[Stated exercise]
Convert all of the records below into a two-column CSV with the header input,output. Give one row for each "Where can you see" line, with its text in input and its points in output, each as one quoted field with line breaks replaced by spaces, and omit the pictures.
Start of Data records
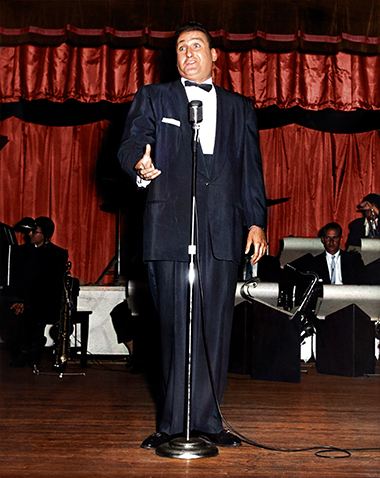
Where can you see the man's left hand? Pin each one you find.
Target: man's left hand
(257, 238)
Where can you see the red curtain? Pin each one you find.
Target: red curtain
(48, 171)
(325, 176)
(43, 172)
(343, 81)
(51, 171)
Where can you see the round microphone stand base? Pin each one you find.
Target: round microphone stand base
(187, 449)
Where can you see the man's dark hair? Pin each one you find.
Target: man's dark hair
(191, 27)
(332, 225)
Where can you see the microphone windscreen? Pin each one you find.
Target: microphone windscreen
(195, 112)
End of Data records
[Written response]
input,output
"Where can you see the man's left hand? Pin each one you find. Target: man's left hand","(257, 238)"
"Where can you see the red curtain? Pin each one you find. Target: red curtain","(48, 171) (325, 176) (43, 172) (343, 81) (51, 171)"
"Where can you see the round microphone stand base? Pin each one you find. Target: round microphone stand base","(187, 449)"
"Where can you see the man's dark hair? Pin each one you find. Target: man's dark hair","(191, 27) (332, 225)"
"Where can you see the microphone windscreen? Pin each one you find. Target: microphone windscreen","(195, 112)"